» Provided passage:
The Western Cape had more than 1 000 medical emergencies per day over the festive season.
It truly is a staggering number, but even more jaw dropping is the fact that close to 100 of those were assaults.
So from 15 December to 15 January, a total of 96 people were assaulted with a weapon in the Western Cape.
The Health MEC, Nomafrench Mbombo, released the figures last week and it was quite sobering to see how our behaviour stretches government’s medical resources to breaking point.
And then we complain about the slow service, when we have to make use of government hospitals.
Here’s another figure that actually makes me quite angry.
BODIES: The already overburdened Salt River Mortuary. PHOTO:BRENTON GEACH/INLSA
It costs R22 000 to treat a gunshot victim. Add emergency surgery to the bill, and it shoots up to almost R50 000.
And that’s not including the ambulance service and emergency treatment, when they first arrive. And if the victims die, then an expensive autopsy is required.
Suddenly, you’re looking at a figure closer to R100 000; often spent on one single gangster with little to no regard for life.
All this death has placed huge pressure on the Cape’s mortuaries.
Last year there were more than 8 000 bodies that had to be accommodated at the Tygerberg and Salt River mortuaries.
These are such crazy numbers that it actually took me a while to digest and contextualise them.
The MEC was at pains to emphasise the impact all this violence has on the medical service providers, the provincial budget and society.
And it appears much of the violence stems from substance abuse.
Mbombo said: “This is a call to the public to consider these facts, especially how the choice to consume alcohol irresponsibly, not only impacts the individual, but robs other patients of much need medical attention.”
There’s another impact we rarely consider; the snowball effect that eventually comes back to us and our loved ones.
When service is so painfully slow at a government hospital, we don’t realise that it’s our own socially irresponsible behaviour that leads to over-stretched staff who have to give preference to emergencies (like gunshot wounds sustained in gang fights) and therefore can’t get to us.
I find them staggering because these are costs that we can control.
While they obviously and directly affect the services we receive, the psychological costs caused by the trauma is immeasurable; and is another entire conversation on its own.
There are numerous reasons for us to work together towards making our communities safer places.
But here is one that gives it a financial value that we can all appreciate.
Ask yourself how much good could be achieved with R100 000 in our communities.
Now multiply that by every fatal shooting that we know of in the course of a year, and suddenly the financial implication becomes clear.

» Task set:
1. According to the article on Western Cape festive-season emergencies, how much does it cost to treat a gunshot victim?
2. In the article on Western Cape festive-season emergencies, take the part that opens with the words containing "The Health MEC, Nomafrench" and closes with "to breaking point.", and give it again with "sobering" swapped for "alarming".

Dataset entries
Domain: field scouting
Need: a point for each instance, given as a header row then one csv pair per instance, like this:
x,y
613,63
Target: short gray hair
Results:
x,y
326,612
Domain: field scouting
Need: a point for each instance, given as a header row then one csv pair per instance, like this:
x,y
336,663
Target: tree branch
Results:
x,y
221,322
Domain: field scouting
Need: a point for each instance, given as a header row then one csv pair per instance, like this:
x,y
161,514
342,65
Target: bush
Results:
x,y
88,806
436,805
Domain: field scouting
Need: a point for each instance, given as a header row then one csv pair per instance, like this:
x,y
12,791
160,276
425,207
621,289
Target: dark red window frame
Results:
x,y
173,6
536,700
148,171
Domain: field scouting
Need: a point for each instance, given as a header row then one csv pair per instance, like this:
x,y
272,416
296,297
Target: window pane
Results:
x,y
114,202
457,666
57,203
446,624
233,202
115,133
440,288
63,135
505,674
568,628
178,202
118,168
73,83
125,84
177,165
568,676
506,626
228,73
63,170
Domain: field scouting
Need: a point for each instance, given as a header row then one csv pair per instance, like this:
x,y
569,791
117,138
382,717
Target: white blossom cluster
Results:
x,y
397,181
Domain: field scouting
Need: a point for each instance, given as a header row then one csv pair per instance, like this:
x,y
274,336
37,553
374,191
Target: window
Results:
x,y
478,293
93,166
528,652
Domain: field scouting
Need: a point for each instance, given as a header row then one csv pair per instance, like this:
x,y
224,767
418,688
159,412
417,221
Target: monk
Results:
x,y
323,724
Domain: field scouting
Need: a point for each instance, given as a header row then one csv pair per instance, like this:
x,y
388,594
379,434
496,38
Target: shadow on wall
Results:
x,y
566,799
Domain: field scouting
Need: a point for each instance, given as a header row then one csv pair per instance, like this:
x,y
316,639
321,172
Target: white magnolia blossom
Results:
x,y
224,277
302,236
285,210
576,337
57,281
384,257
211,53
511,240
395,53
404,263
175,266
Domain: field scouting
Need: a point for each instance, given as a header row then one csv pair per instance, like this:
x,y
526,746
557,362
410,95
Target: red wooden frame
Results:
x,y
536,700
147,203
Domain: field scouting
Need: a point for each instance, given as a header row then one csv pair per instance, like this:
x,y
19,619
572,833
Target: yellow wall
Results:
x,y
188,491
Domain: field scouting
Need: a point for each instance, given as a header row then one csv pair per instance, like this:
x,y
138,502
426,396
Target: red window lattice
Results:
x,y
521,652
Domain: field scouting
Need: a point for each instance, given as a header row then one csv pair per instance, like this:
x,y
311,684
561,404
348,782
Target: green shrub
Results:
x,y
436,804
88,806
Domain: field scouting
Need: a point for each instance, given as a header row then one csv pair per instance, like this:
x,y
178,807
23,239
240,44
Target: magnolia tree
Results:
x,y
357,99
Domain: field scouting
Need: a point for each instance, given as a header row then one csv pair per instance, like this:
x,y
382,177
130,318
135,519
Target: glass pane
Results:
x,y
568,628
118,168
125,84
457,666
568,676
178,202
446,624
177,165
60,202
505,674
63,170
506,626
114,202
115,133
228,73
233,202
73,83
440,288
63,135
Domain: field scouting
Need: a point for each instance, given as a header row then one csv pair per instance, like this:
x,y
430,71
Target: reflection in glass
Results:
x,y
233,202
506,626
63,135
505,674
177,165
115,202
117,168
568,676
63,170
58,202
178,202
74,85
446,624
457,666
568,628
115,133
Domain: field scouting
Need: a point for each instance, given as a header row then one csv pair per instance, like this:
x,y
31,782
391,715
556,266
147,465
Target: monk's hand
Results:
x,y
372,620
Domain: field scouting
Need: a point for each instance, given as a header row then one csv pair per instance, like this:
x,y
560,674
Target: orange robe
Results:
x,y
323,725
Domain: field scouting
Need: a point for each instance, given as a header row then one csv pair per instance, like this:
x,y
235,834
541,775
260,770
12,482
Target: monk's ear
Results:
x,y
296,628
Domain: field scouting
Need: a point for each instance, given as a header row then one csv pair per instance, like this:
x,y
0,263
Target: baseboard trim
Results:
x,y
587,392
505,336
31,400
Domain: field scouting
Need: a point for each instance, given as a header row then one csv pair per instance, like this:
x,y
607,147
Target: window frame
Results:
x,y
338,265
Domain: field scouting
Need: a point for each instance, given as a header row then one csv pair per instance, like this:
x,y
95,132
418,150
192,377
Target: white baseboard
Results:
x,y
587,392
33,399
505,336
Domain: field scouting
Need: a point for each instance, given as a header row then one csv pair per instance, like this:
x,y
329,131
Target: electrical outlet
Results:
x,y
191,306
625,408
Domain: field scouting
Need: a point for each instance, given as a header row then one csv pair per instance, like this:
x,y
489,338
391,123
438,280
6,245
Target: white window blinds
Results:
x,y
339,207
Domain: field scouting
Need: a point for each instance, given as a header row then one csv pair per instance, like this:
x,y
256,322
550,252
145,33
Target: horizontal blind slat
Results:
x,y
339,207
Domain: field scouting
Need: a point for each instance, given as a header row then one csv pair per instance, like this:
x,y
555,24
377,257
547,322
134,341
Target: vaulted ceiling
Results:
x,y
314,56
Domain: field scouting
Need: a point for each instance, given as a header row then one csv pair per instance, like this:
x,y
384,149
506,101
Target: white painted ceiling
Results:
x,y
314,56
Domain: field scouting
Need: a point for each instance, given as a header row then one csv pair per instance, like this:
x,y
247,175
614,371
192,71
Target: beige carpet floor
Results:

» Per-task outputs:
1. It costs R22 000 to treat a gunshot victim.

2.
The Health MEC, Nomafrench Mbombo, released the figures last week and it was quite alarming to see how our behaviour stretches government’s medical resources to breaking point.